··· RECORD EXCERPTS ···

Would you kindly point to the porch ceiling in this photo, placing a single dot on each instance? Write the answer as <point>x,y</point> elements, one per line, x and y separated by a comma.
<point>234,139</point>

···
··· RECORD EXCERPTS ···

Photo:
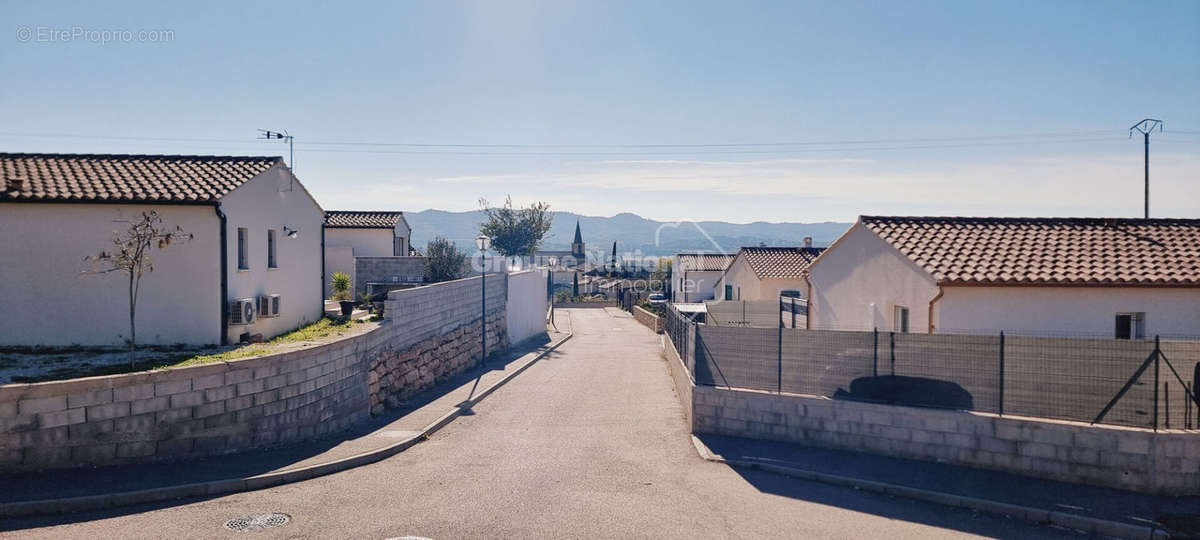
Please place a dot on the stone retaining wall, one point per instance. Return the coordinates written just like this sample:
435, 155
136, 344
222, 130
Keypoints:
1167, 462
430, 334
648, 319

···

## WHAT THE TASK ASKS
Rewrite the part that opens with the line containing "Would you kindly" and closes with the line containing "<point>234,139</point>", putting "veranda ceiling" in place of "porch ceiling" and leaving everything else unchanged.

## TASK OUTPUT
Would you kindly point to the veranda ceiling in this photo, placing a single dot on each instance? Write the answer as <point>x,y</point> elements, one per line, x and y separated by a comma.
<point>234,139</point>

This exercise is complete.